| Objectif A |
Recopiez sans aucune modification les lignes de données, depuis celle qui contient « For each instance of the seat armrest, set » jusqu'à la toute dernière ligne de données, ces deux lignes comprises.
────
Synopsis : Monique et Michel Pinçon-Charlot, sociologues de la grande bourgeoisie, passent beaucoup de temps dans leur pavillon fleuri de banlieue parisienne. Ils s’aiment depuis plus de 50 ans, ont une retraite confortable dont ils pourraient profiter paisiblement. Mais, comme ils sont un peu dingues et sensibles à l’injustice, ils ont décidé d’accélérer leur combat contre le système capitaliste planétaire.

Un couple de sociologues engagés

Si les noms de Monique Pinçon-Charlot et de Michel Pinçon vous sont inconnus, ce documentaire de Basile Carré-Agostini va vous permettre de faire connaissance avec cet extraordinaire couple de sociologues, souvent appelés les Pinçon-Charlot, qui a consacré une bonne partie de sa vie, de 1986 à 2007, à l’étude de la haute bourgeoisie et de ce qu’il est convenu d’appeler les élites sociales : les dynasties, les nouveaux riches, leur entre-soi, leurs loisirs, leurs us et coutumes, etc. Lui est né en 1942, dans une famille d’ouvriers. Elle, c’est en 1946 dans une famille de la bourgeoisie provinciale qu’elle a vu le jour. Il se sont mariés en 1967 et ont effectué la plus grande partie de leur carrière au sein du CNRS où ils étaient Directeurs de recherche. Vu leur âge, ils doivent être à la retraite, vous dites vous probablement. Oui, ils sont à la retraite depuis 2007, mais pas question pour eux d’abandonner pour autant leur combat contre les injustices sociales. D’autant plus que leur état de retraités leur permet d’être « libérés de leur neutralité scientifique », de pouvoir sortir de leur devoir de réserve et d’être plus engagés sur le terrain politique. C’est parce qu’ils se demandaient à leur sujet « comment trouver le courage de continuer à lutter quand on voit le monde qu’on rêve s’éloigner chaque jour un peu plus ? » que Basile Carré-Agostini s’est mis en tête de réaliser un portrait intime des Pinçon-Charlot. Alors que le couple et le réalisateur s’étaient rencontrés avant l’élection d’Emmanuel Macron et pressentant tous les trois que le quinquennat à venir allait accélérer la guerre de classe contre les travailleurs, ils ont décidé d’un commun accord de traverser ensemble ces 5 ans à venir. Certes, ce film est sur les écrans alors que le quinquennat n’est pas terminé, mais, malheureusement pour les classes populaires, 4 ans ont été largement suffisants pour confirmer ce que le trio pressentait, avec le mouvement des gilets jaunes et les manifestations de la fin de 2018 et du début de 2019 en point d’orgue.
────
| Objectif B |
Poursuivez l'extrait sur le documentaire consacré aux Pinçon-Charlot à partir de sa dernière phrase.
────
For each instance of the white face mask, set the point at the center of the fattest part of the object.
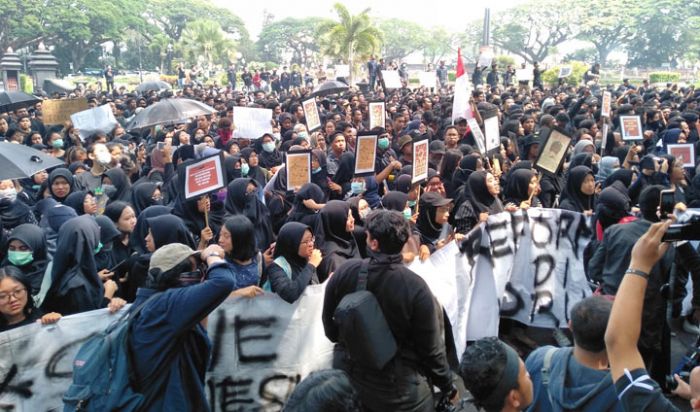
(10, 193)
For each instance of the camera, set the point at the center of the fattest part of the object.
(689, 230)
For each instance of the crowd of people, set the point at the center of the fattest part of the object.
(113, 225)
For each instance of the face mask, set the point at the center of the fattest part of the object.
(269, 147)
(357, 187)
(10, 194)
(19, 258)
(104, 158)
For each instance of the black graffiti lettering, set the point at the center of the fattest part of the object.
(537, 235)
(499, 245)
(23, 389)
(278, 381)
(233, 394)
(51, 370)
(239, 324)
(544, 268)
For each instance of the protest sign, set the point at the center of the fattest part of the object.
(251, 123)
(478, 135)
(262, 348)
(553, 151)
(313, 120)
(605, 107)
(391, 79)
(631, 128)
(365, 154)
(427, 79)
(420, 160)
(298, 166)
(377, 115)
(493, 134)
(59, 111)
(684, 153)
(204, 176)
(96, 120)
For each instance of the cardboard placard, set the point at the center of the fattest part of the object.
(683, 152)
(313, 120)
(553, 150)
(478, 135)
(427, 79)
(98, 119)
(421, 150)
(607, 103)
(377, 115)
(251, 123)
(204, 176)
(493, 134)
(391, 79)
(57, 111)
(298, 167)
(365, 154)
(631, 127)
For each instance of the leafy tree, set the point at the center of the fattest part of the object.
(350, 36)
(290, 34)
(401, 38)
(531, 30)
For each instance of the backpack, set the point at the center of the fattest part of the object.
(102, 374)
(362, 327)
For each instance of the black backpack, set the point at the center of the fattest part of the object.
(362, 327)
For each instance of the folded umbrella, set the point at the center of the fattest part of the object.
(10, 101)
(19, 161)
(169, 111)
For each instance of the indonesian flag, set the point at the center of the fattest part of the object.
(460, 105)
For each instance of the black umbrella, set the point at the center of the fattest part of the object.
(330, 87)
(169, 111)
(19, 161)
(10, 101)
(157, 85)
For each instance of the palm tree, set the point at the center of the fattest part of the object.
(349, 37)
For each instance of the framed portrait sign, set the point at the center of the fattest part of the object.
(420, 160)
(298, 168)
(377, 115)
(684, 153)
(631, 127)
(365, 154)
(553, 151)
(313, 119)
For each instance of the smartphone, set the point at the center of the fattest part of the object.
(667, 202)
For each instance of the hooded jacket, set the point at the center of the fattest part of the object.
(572, 386)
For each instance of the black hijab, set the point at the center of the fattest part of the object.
(572, 195)
(288, 242)
(482, 201)
(138, 236)
(64, 173)
(142, 196)
(395, 201)
(517, 186)
(121, 183)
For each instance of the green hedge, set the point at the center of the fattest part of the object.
(664, 77)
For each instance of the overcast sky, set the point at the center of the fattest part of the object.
(425, 12)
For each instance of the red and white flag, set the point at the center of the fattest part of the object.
(460, 105)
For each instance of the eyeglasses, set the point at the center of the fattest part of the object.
(17, 294)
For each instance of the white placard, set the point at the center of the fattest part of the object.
(251, 123)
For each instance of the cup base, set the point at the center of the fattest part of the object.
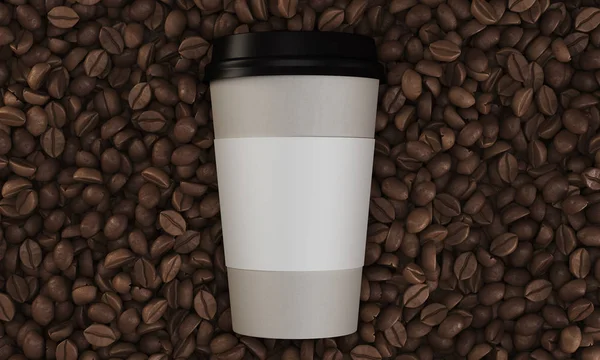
(294, 304)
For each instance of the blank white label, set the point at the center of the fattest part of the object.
(294, 204)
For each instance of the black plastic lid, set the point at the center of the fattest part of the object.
(294, 53)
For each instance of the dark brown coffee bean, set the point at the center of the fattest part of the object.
(99, 335)
(504, 244)
(140, 96)
(415, 295)
(53, 142)
(589, 236)
(538, 290)
(444, 51)
(580, 263)
(10, 116)
(587, 20)
(507, 167)
(433, 314)
(382, 210)
(205, 305)
(172, 222)
(193, 48)
(63, 17)
(570, 339)
(111, 40)
(484, 12)
(580, 310)
(7, 308)
(365, 352)
(154, 310)
(465, 266)
(572, 290)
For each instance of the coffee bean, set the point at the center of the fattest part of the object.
(205, 305)
(100, 335)
(444, 51)
(364, 352)
(53, 142)
(172, 222)
(580, 310)
(7, 308)
(587, 20)
(63, 17)
(10, 116)
(504, 244)
(193, 48)
(140, 96)
(96, 63)
(465, 266)
(433, 314)
(588, 236)
(66, 350)
(111, 40)
(570, 339)
(538, 290)
(580, 263)
(415, 295)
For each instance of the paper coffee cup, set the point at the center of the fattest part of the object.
(294, 119)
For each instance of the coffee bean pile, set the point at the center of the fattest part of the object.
(484, 235)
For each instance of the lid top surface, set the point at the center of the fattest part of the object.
(294, 44)
(293, 53)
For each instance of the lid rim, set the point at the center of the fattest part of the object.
(294, 53)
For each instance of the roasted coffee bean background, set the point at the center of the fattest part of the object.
(484, 235)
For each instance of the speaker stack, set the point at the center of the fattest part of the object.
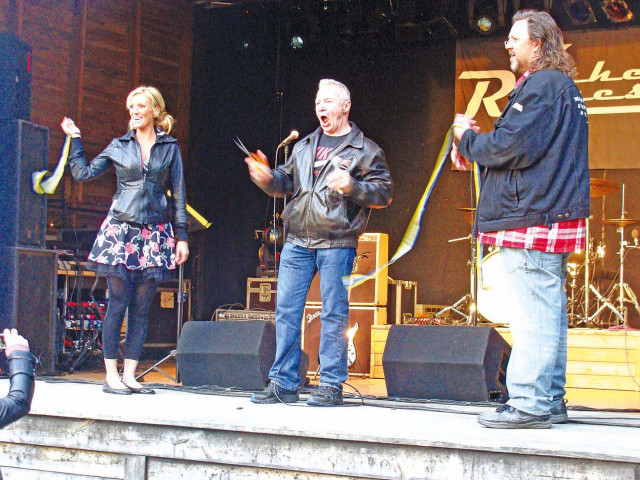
(27, 270)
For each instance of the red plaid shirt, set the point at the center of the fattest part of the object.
(562, 237)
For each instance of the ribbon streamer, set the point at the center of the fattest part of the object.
(192, 211)
(413, 230)
(48, 186)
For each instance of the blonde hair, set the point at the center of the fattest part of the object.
(329, 82)
(544, 30)
(160, 116)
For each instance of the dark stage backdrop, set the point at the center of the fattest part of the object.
(402, 98)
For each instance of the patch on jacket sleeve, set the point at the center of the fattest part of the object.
(342, 163)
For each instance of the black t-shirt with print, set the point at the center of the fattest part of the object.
(326, 145)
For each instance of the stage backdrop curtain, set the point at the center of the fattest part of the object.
(608, 63)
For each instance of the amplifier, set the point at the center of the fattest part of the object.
(361, 319)
(403, 296)
(372, 253)
(261, 293)
(224, 315)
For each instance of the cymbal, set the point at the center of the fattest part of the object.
(469, 216)
(621, 222)
(601, 187)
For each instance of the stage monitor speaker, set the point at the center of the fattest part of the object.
(24, 149)
(163, 318)
(15, 78)
(229, 354)
(28, 298)
(226, 354)
(446, 362)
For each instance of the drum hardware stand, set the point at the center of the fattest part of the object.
(470, 297)
(181, 298)
(625, 294)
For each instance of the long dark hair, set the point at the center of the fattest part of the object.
(544, 30)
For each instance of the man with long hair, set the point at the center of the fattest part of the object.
(533, 204)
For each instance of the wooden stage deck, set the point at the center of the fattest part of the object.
(77, 432)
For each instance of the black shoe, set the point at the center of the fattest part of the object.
(326, 396)
(507, 416)
(115, 391)
(559, 413)
(141, 390)
(274, 394)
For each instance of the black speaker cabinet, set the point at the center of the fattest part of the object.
(446, 362)
(24, 149)
(229, 354)
(226, 354)
(15, 78)
(28, 298)
(162, 331)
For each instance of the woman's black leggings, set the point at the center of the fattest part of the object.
(136, 295)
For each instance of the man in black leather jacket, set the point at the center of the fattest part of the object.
(335, 176)
(22, 372)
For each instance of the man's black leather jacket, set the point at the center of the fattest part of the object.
(318, 217)
(17, 403)
(140, 198)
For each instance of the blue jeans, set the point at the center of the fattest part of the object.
(298, 265)
(536, 374)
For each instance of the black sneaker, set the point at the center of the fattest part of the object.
(326, 396)
(275, 394)
(507, 416)
(559, 413)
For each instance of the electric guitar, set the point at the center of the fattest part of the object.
(352, 353)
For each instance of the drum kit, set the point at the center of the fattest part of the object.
(595, 297)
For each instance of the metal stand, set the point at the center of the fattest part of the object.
(625, 294)
(172, 354)
(472, 317)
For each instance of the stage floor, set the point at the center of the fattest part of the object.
(77, 431)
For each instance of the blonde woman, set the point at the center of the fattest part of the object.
(144, 235)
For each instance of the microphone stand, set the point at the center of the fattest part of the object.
(173, 353)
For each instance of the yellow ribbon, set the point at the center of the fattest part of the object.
(48, 186)
(203, 221)
(413, 230)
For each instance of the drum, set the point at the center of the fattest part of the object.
(493, 304)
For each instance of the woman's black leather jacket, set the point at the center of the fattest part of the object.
(140, 197)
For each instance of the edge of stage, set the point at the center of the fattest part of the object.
(76, 431)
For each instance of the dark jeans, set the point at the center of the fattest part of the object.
(135, 294)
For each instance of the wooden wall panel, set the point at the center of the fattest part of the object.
(87, 56)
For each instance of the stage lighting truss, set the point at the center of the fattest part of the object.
(579, 12)
(486, 16)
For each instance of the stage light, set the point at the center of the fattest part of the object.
(485, 24)
(486, 16)
(579, 11)
(532, 5)
(617, 11)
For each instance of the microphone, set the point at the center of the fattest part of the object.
(292, 136)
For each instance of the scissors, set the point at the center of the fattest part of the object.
(246, 151)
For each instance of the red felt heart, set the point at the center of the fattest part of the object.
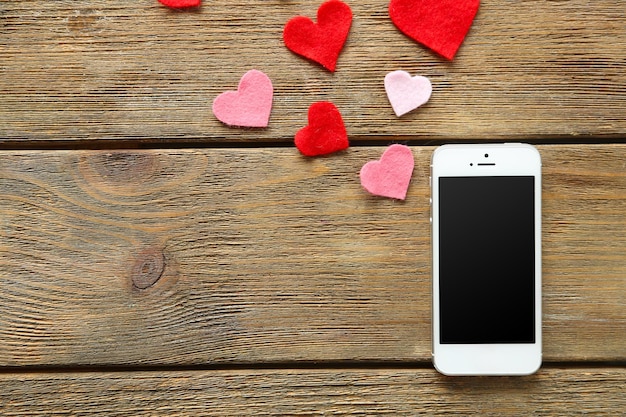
(321, 42)
(325, 132)
(180, 4)
(440, 25)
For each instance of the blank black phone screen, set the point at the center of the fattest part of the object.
(487, 259)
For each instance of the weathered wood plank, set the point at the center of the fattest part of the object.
(226, 255)
(136, 70)
(554, 392)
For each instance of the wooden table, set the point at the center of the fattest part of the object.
(154, 261)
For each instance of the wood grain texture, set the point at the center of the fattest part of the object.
(552, 392)
(137, 71)
(183, 257)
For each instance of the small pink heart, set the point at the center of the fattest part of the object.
(250, 105)
(406, 93)
(389, 176)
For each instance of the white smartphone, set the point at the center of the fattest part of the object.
(486, 241)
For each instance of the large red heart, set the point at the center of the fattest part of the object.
(325, 132)
(321, 42)
(440, 25)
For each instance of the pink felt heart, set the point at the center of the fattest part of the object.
(389, 176)
(406, 93)
(441, 25)
(250, 105)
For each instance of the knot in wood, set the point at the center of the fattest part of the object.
(148, 268)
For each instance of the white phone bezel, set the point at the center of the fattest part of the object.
(486, 359)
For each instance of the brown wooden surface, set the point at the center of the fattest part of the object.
(217, 280)
(105, 70)
(552, 392)
(266, 256)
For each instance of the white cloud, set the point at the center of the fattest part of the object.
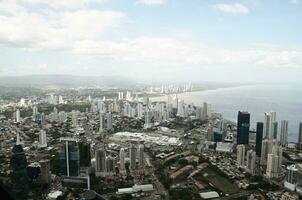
(150, 2)
(171, 52)
(69, 4)
(235, 8)
(56, 30)
(295, 1)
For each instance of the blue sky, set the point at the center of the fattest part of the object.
(199, 40)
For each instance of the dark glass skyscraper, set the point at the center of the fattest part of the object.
(85, 157)
(19, 176)
(259, 137)
(243, 127)
(69, 157)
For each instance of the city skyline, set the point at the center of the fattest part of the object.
(221, 40)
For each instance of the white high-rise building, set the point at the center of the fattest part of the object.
(132, 156)
(74, 118)
(42, 139)
(128, 96)
(291, 178)
(61, 101)
(22, 102)
(268, 126)
(122, 159)
(300, 135)
(140, 110)
(35, 113)
(274, 162)
(267, 147)
(284, 132)
(110, 165)
(251, 161)
(109, 121)
(141, 156)
(100, 162)
(102, 122)
(148, 115)
(18, 118)
(240, 155)
(18, 140)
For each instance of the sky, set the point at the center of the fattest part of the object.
(170, 40)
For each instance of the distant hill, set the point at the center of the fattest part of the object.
(65, 80)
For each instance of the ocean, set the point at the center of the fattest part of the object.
(284, 99)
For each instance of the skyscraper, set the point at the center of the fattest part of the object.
(45, 175)
(284, 132)
(291, 177)
(300, 135)
(148, 116)
(141, 156)
(243, 127)
(240, 155)
(110, 164)
(251, 161)
(100, 162)
(69, 157)
(19, 176)
(259, 138)
(122, 159)
(268, 128)
(132, 155)
(18, 118)
(109, 121)
(102, 122)
(42, 139)
(74, 118)
(85, 157)
(274, 162)
(275, 125)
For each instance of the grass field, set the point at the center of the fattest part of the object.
(219, 182)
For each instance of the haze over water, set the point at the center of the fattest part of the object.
(286, 100)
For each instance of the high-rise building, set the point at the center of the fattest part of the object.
(110, 164)
(268, 128)
(109, 121)
(141, 156)
(267, 147)
(122, 159)
(19, 176)
(148, 115)
(18, 118)
(291, 178)
(259, 138)
(102, 122)
(251, 161)
(241, 155)
(42, 139)
(74, 118)
(206, 111)
(140, 111)
(132, 156)
(275, 130)
(300, 136)
(243, 127)
(45, 175)
(70, 157)
(85, 157)
(274, 162)
(284, 132)
(100, 162)
(35, 113)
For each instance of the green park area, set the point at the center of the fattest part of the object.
(217, 181)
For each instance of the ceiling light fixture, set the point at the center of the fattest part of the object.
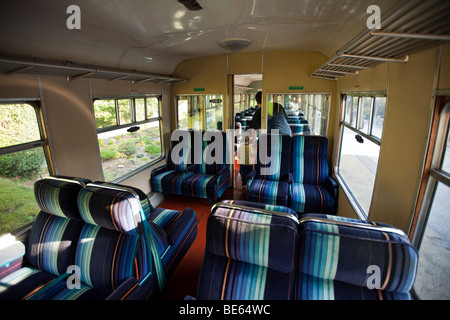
(235, 44)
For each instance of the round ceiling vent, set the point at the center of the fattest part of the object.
(235, 44)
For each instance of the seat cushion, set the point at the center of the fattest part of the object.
(343, 249)
(181, 230)
(249, 255)
(269, 192)
(58, 196)
(313, 288)
(170, 181)
(51, 243)
(23, 283)
(201, 185)
(310, 198)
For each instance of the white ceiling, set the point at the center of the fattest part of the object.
(156, 35)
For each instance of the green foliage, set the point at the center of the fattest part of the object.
(107, 154)
(25, 164)
(153, 149)
(128, 147)
(17, 205)
(105, 113)
(18, 124)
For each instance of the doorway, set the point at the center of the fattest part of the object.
(245, 87)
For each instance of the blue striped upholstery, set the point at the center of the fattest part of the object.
(334, 259)
(212, 177)
(169, 178)
(248, 256)
(50, 247)
(112, 245)
(58, 195)
(270, 192)
(271, 181)
(181, 231)
(310, 191)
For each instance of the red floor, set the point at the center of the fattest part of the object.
(184, 280)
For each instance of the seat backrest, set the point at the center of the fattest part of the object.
(273, 157)
(360, 253)
(250, 254)
(52, 239)
(309, 163)
(212, 156)
(180, 154)
(115, 242)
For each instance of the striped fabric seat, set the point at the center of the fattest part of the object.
(343, 258)
(51, 242)
(248, 256)
(312, 189)
(117, 243)
(212, 176)
(169, 178)
(270, 181)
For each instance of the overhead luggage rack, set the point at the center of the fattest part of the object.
(414, 26)
(73, 71)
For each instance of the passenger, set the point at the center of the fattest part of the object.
(277, 117)
(246, 155)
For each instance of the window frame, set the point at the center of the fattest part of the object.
(202, 112)
(369, 136)
(311, 107)
(433, 175)
(43, 142)
(133, 123)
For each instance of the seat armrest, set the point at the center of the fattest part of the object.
(159, 170)
(332, 185)
(223, 170)
(11, 253)
(124, 290)
(191, 168)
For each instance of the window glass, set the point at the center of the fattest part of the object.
(152, 107)
(125, 111)
(358, 165)
(140, 109)
(364, 117)
(432, 272)
(313, 107)
(359, 148)
(378, 116)
(105, 113)
(125, 149)
(21, 166)
(199, 112)
(433, 234)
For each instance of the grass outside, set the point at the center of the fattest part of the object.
(17, 205)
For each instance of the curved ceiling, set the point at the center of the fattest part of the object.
(156, 35)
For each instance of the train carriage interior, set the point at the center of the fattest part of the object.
(237, 150)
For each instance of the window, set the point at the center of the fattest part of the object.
(361, 131)
(432, 235)
(129, 134)
(314, 108)
(23, 160)
(200, 112)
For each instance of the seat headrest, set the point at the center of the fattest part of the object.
(249, 235)
(58, 195)
(351, 250)
(114, 207)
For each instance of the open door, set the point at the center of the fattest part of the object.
(243, 104)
────
| Réponse attendue A |
For each instance of the seat armrest, set the point at the center of the fattest part of the object.
(159, 170)
(332, 185)
(223, 170)
(11, 253)
(124, 290)
(191, 168)
For each instance of the window glass, set the point at the center of the fattest part of the object.
(152, 107)
(125, 111)
(358, 165)
(140, 109)
(364, 117)
(432, 272)
(313, 107)
(359, 148)
(378, 116)
(105, 113)
(125, 149)
(21, 166)
(199, 112)
(433, 234)
For each instance of the grass outside, set the point at the center of the fattest part of the object.
(17, 205)
For each instance of the curved ceiling, set the point at the center of the fattest part of the object.
(156, 35)
For each instance of the train carriage interior, set the point at the center of the fattest part of the object.
(237, 150)
For each instance of the window, set the point at the center of the fattest part of the object.
(361, 131)
(432, 235)
(129, 134)
(314, 108)
(23, 160)
(200, 112)
For each instance of the seat headrest, set the point at the center of the fattest part of the object.
(249, 235)
(58, 195)
(351, 250)
(114, 207)
For each instance of the open door, set the point at the center of the fattest part of the object.
(243, 104)

| Réponse attendue B |
Pendant 92 minutes, A demain mon amour accompagne les Pinçot-Charlot dans des manifestation et dans des rencontres. Dans le titre, il y a le mot « amour », il y a « à demain ». L’amour, on sent qu’il est toujours aussi fort chez ce couple qui s’est marié il y a 54 ans. Liés par la joie de vivre et non par « le fric, le fric », Moniquette et Michelou (cf. leurs bols du petit déjeuner) quittent leur petit pavillon la main dans la main pour se rendre à une manifestation, avec leur petit sac à dos qui semble greffé dans leur dos. Et, demain, il y aura une autre lutte à accompagner, et ils s’y rendront ensemble, toujours ensemble. Lors de ces manifestations au cours desquelles ils sont le plus souvent les plus âgé.e.s et qui les voient prendre des risques vu le comportement de la police, ils interrogent, Monique prend des notes sur un petit cahier, ils expliquent et ils conseillent. « On est spécialistes des familles les plus riches, c’est nous qui avons popularisé la notion d’oligarchie avec la captation des richesses et des pouvoirs par un petit nombre », expliquent-ils à des manifestantes de la santé, membres de la CGT. « Pour bien passer à la télévision, il faut toujours attaquer l’adversaire, il faut accuser les criminels plutôt que faire le bilan des blessés », conseillent-ils à deux gilets jaunes. Et toujours, toujours, ce conseil : ce qui fait la force des plus riches, c’est leur solidarité. De votre côté, n’oubliez jamais d’être solidaires !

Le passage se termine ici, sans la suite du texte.